### What you should do
Copy out, unchanged, the lines of the records that begin at the line containing "Q: For every instance of the sedan" and continue through the final line of the records, both of these lines included.

[Point annotation records]
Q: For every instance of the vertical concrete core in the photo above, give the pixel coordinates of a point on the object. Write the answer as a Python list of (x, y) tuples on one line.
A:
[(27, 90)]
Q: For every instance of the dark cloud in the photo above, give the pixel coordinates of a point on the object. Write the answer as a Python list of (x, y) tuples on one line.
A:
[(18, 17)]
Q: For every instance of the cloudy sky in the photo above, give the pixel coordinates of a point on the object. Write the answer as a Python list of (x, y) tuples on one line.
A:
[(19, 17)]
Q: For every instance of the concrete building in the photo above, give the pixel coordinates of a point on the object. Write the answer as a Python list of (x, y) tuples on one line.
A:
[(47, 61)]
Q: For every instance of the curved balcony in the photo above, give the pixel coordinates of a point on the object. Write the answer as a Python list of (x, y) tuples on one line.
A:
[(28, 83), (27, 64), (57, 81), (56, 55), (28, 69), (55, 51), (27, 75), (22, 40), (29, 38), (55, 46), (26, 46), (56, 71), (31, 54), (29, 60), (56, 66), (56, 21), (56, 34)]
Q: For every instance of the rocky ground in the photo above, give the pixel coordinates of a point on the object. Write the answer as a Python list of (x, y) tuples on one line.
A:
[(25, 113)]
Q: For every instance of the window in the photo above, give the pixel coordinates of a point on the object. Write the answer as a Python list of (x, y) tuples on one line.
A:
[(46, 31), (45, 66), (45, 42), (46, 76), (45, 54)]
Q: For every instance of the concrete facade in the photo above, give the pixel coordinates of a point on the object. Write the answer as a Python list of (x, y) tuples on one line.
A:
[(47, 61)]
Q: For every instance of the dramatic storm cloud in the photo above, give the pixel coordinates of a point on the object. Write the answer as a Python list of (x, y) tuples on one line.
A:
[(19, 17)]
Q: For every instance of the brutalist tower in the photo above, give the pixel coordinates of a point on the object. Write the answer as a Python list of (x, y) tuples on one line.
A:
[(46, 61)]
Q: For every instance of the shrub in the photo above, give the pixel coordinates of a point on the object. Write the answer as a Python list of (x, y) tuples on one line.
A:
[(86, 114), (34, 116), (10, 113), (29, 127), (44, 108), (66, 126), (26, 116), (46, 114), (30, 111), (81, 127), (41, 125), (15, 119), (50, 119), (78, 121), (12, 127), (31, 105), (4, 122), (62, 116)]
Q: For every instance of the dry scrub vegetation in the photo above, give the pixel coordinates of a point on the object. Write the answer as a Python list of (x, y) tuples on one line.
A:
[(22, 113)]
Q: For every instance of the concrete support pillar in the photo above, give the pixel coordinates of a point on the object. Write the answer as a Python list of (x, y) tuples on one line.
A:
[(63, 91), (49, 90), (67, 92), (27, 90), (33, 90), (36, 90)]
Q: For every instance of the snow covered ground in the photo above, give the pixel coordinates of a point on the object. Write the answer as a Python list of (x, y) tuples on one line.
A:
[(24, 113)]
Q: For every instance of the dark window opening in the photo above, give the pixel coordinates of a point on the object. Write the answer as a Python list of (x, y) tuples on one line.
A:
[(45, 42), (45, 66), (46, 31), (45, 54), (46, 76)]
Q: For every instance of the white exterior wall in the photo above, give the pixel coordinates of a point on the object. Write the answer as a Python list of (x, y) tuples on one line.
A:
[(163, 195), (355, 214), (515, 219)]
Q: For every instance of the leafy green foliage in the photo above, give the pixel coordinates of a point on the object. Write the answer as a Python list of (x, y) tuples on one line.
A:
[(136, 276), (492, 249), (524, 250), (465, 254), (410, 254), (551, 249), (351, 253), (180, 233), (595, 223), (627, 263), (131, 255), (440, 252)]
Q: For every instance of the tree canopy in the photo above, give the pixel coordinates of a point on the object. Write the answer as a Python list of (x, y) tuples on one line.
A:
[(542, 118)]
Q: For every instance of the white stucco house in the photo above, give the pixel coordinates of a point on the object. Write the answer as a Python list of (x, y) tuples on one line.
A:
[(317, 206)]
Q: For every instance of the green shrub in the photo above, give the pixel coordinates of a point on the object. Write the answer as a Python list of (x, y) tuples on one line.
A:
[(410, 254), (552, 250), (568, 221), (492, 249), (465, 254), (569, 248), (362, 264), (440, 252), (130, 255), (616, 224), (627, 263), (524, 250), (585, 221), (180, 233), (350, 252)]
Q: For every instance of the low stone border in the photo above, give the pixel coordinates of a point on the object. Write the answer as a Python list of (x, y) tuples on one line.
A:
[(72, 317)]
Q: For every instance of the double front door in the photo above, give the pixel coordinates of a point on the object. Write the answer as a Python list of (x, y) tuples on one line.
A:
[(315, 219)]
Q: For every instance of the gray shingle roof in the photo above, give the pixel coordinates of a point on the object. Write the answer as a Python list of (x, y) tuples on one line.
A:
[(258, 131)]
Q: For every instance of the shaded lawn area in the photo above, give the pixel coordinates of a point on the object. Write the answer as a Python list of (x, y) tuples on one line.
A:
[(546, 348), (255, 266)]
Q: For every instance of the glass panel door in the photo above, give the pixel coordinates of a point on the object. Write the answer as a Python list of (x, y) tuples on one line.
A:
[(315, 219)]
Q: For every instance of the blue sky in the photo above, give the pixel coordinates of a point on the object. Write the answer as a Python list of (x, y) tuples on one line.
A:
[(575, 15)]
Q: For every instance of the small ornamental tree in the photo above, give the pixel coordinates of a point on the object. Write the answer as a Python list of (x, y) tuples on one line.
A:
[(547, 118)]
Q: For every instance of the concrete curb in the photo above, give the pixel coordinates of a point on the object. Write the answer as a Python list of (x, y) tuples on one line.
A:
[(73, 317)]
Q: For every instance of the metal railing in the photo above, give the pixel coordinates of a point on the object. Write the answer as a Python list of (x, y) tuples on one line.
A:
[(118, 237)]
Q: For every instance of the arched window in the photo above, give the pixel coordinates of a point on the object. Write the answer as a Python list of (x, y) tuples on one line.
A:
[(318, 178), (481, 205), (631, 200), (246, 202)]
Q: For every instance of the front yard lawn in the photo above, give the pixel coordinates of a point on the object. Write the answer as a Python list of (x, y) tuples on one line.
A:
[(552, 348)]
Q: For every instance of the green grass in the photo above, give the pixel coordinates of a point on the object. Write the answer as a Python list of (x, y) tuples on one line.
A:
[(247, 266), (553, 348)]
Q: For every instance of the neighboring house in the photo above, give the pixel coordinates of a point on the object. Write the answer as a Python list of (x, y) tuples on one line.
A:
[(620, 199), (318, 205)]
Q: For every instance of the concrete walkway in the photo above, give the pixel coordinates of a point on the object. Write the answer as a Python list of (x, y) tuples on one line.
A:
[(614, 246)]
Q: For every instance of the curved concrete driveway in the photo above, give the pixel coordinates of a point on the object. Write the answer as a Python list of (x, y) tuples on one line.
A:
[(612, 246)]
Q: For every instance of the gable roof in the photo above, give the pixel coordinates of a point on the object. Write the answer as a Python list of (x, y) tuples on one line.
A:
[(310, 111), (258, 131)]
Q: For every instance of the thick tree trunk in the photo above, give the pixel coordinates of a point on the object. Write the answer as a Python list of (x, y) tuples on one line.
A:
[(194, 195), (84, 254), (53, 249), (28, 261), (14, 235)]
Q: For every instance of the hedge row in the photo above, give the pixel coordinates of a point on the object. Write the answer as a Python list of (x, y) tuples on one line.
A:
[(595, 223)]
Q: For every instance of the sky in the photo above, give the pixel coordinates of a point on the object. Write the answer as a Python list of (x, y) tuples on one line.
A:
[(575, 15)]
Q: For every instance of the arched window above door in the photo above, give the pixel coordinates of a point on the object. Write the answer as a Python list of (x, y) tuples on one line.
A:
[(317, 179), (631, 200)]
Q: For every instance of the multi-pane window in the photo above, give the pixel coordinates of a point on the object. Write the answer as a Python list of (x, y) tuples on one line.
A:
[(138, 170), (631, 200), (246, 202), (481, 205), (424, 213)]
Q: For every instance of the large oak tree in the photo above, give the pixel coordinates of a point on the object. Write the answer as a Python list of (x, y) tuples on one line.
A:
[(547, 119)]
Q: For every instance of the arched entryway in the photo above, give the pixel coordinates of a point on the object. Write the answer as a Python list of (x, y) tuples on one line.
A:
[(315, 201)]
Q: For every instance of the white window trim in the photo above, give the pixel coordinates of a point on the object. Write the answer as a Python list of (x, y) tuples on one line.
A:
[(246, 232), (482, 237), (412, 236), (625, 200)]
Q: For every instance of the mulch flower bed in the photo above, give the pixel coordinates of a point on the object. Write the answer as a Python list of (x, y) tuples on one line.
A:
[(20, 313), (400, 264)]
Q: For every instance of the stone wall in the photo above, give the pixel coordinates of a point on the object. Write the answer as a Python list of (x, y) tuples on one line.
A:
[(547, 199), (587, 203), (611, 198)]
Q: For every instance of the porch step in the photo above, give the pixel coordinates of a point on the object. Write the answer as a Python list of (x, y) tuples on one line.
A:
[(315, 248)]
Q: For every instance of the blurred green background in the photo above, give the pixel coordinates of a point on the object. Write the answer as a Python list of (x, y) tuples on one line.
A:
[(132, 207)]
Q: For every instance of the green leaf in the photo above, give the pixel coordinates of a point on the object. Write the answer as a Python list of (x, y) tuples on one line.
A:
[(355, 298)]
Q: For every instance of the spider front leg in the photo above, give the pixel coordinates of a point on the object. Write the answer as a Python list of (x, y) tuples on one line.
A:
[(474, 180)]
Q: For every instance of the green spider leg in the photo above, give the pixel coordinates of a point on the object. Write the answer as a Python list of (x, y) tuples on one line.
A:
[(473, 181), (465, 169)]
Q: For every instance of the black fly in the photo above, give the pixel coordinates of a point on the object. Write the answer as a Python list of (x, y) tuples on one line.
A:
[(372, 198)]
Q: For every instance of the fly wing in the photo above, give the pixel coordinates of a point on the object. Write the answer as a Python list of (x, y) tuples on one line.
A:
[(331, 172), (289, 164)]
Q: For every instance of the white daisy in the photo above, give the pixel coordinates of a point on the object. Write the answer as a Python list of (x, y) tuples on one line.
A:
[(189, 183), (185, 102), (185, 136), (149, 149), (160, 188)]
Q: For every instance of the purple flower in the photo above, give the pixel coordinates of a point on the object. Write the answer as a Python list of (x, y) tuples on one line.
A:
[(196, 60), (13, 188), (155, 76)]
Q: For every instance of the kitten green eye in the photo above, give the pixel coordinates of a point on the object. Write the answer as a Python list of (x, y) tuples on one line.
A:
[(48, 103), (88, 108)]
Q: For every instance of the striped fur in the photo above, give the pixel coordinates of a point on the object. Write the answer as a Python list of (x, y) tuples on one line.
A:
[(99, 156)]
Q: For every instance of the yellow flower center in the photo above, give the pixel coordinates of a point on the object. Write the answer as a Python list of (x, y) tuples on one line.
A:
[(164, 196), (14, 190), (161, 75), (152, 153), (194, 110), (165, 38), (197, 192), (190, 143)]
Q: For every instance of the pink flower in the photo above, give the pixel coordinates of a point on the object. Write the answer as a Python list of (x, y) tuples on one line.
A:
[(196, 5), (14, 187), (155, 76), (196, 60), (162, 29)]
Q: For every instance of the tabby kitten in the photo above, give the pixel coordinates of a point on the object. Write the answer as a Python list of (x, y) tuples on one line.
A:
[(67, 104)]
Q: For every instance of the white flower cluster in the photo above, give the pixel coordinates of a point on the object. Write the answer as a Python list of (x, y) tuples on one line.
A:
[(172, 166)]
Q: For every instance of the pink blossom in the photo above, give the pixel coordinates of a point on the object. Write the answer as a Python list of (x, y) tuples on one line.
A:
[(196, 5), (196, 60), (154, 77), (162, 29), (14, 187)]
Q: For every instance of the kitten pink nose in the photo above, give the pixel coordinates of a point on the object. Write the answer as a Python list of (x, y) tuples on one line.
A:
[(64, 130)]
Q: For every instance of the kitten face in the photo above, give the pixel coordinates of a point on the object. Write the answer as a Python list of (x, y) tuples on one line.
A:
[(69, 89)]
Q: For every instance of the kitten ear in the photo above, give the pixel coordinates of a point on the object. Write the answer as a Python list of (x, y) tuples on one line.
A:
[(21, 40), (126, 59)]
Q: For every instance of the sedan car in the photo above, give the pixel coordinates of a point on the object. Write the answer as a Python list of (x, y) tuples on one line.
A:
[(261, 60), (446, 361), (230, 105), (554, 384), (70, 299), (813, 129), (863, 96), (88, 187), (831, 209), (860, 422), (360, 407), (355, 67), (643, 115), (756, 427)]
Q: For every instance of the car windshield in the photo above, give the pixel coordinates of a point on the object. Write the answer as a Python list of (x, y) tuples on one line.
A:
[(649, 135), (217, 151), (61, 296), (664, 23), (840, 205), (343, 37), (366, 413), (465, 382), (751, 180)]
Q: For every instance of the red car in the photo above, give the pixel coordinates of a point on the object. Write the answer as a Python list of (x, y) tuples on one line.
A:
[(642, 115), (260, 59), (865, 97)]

### Result below
Q: For every instance of the sedan car in the photo above, give the pixel coordinates of a point on the object. Write the answer as a Python list of (x, y) tuples on one line.
A:
[(261, 60), (446, 361), (230, 105), (554, 384), (70, 299), (813, 129), (863, 96), (88, 187), (831, 209), (860, 422), (360, 407), (355, 67), (643, 115), (756, 427)]
Q: For every instance of the car windshield in the photo above, give the pixel coordinates of a point on the object. Write the answer as a Python list of (x, y) tuples on one line.
A:
[(649, 135), (217, 151), (61, 296), (664, 23), (840, 205), (343, 37), (366, 413), (465, 382), (751, 180)]
Q: For every instance of the red car in the photo above, give the pixel coordinates of a point on the object. Write the answer as a Python list of (x, y) tuples on one line.
A:
[(642, 115), (260, 59), (865, 97)]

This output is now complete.